**Текст документа:**
Жан-Мишель Памар. От философии к кино

 

Двухтомник Жиля Делёза «Кино» зачастую вызывает недоумение одновременно и со стороны кинозрителя («зачем мне весь этот аппарат, чтобы смотреть фильмы?»), и со стороны философов («как мне это читать, когда я всё это не видел?», возмущается Жан-Люк Нанси). Однако подобная двунаправленная критика лишь выявляет ставки самого исследования, представляющего собой опыт двунаправленного движения — от кино к мысли и обратно. Книга Жан-Мишеля Памара «Делёз и кино. Философская основа книг о кино» представляется одним из самых удачных текстов, проясняющих это движение. Cineticle предлагает перевод введения к этой книге, выполненный Владимиром ЛУКИНЫМ, и комментарий к нему.

 

Самобытность работы Делёза заключается в том, что он определяет кино через создание собственных объектов — концептов — в своей дисциплине. Богатство его книг о кино, их «инопланетный» характер заключается в способности реализовать двойное движение: с одной стороны движение от работ режиссеров к мысли, которая в них разворачивается (что уже делали лучшие кинокритики), но также и обратное движение, куда более инновационное, — от концептов кино к работам, в которых они оживают.

Как говорит сам Делёз: «Отношение кино-философия — это отношение между образом и концептом». Это высказывание останется загадочным, если не перевести его на «язык Канта». Иными словами, необходимо обратиться к теории способностей Канта, на которую, как Делёз открыто заявлял, он опирался. Таким образом, по Делёзу, отношение кино-философия формулируется как двойное движение от воображения к рассудку — то есть от образа к концепту — и обратно. Эти движения именуются как схематизм и синтез.

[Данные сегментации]
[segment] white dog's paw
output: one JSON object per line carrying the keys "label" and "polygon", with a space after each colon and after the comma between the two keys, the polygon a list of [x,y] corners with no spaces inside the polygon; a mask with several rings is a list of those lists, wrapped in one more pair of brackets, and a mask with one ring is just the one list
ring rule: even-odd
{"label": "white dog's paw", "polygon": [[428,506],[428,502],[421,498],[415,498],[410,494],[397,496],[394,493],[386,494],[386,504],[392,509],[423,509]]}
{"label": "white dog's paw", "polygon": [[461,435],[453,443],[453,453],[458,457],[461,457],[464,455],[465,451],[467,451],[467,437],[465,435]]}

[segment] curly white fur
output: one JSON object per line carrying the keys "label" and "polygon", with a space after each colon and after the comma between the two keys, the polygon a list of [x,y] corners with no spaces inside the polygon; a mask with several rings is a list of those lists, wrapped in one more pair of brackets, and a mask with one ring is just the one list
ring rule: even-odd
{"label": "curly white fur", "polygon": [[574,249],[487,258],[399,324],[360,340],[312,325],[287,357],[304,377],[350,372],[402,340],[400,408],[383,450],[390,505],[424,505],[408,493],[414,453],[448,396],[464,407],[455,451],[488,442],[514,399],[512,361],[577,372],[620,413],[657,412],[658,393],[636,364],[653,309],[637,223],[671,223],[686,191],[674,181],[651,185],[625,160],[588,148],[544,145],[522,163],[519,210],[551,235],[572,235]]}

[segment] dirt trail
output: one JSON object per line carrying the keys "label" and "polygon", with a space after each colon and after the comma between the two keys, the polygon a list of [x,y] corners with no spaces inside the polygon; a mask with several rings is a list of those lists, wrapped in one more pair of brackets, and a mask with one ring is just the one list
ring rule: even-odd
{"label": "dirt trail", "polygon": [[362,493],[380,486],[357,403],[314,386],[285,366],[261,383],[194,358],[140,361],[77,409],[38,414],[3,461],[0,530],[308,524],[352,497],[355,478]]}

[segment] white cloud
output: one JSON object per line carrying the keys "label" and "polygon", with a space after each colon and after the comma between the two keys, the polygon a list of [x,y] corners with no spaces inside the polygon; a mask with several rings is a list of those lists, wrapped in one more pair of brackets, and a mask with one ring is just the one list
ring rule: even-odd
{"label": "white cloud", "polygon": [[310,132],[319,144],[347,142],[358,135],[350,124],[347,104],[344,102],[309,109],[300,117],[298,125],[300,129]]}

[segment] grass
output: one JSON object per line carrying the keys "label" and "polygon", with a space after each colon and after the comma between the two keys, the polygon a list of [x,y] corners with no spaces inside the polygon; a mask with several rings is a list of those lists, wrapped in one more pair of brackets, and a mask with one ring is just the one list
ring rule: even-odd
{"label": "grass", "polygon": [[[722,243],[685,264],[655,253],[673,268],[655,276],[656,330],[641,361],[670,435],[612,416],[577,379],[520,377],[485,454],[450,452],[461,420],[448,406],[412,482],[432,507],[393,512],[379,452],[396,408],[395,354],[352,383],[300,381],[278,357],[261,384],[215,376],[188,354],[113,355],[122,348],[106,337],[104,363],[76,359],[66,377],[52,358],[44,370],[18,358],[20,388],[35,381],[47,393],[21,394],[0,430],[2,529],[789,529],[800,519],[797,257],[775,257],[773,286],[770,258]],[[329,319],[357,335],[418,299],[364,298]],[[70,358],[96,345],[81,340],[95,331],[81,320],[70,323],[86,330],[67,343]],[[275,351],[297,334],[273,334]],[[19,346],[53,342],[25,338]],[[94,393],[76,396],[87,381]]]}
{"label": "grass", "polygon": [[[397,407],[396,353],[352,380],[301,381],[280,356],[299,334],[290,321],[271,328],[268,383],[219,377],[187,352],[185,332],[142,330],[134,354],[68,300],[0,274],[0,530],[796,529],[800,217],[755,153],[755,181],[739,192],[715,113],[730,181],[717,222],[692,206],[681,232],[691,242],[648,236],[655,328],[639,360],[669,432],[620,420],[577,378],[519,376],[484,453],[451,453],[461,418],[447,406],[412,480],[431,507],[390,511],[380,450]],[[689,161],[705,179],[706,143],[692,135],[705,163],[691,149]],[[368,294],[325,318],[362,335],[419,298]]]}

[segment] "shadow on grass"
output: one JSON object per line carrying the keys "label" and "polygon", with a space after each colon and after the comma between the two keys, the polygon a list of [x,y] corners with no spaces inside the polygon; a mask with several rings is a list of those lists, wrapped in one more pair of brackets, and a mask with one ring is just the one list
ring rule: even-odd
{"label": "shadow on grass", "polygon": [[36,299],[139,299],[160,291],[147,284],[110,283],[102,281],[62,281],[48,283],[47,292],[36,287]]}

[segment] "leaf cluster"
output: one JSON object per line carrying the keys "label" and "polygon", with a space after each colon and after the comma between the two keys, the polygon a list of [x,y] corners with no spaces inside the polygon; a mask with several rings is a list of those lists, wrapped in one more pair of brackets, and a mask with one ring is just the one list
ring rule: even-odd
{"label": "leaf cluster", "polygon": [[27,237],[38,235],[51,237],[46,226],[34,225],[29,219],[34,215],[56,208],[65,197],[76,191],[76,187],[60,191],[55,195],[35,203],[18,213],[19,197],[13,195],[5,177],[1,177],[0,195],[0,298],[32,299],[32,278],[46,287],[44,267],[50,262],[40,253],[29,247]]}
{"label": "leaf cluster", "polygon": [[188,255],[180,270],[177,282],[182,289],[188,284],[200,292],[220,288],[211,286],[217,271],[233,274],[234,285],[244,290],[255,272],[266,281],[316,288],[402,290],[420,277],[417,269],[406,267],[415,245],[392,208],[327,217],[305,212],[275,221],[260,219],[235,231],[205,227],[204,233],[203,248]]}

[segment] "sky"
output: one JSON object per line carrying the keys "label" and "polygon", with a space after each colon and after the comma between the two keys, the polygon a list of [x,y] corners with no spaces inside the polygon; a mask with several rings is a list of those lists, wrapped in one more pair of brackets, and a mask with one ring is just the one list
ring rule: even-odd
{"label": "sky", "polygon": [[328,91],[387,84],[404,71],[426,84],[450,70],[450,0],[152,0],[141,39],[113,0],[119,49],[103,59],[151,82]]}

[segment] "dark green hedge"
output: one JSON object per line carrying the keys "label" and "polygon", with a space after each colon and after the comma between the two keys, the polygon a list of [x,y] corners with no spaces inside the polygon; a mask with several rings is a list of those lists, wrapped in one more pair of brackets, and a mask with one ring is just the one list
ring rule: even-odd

**Задание для выполнения:** Перепишите фрагмент текста о книгах Делёза о кино, начиная со слов «Двухтомник Жиля Делёза» и продолжая вплоть до слов «комментарий к нему.», заменив «кинозрителя» на «зрителя».

**Результат выполнения:**
Двухтомник Жиля Делёза «Кино» зачастую вызывает недоумение одновременно и со стороны зрителя («зачем мне весь этот аппарат, чтобы смотреть фильмы?»), и со стороны философов («как мне это читать, когда я всё это не видел?», возмущается Жан-Люк Нанси). Однако подобная двунаправленная критика лишь выявляет ставки самого исследования, представляющего собой опыт двунаправленного движения — от кино к мысли и обратно. Книга Жан-Мишеля Памара «Делёз и кино. Философская основа книг о кино» представляется одним из самых удачных текстов, проясняющих это движение. Cineticle предлагает перевод введения к этой книге, выполненный Владимиром ЛУКИНЫМ, и комментарий к нему.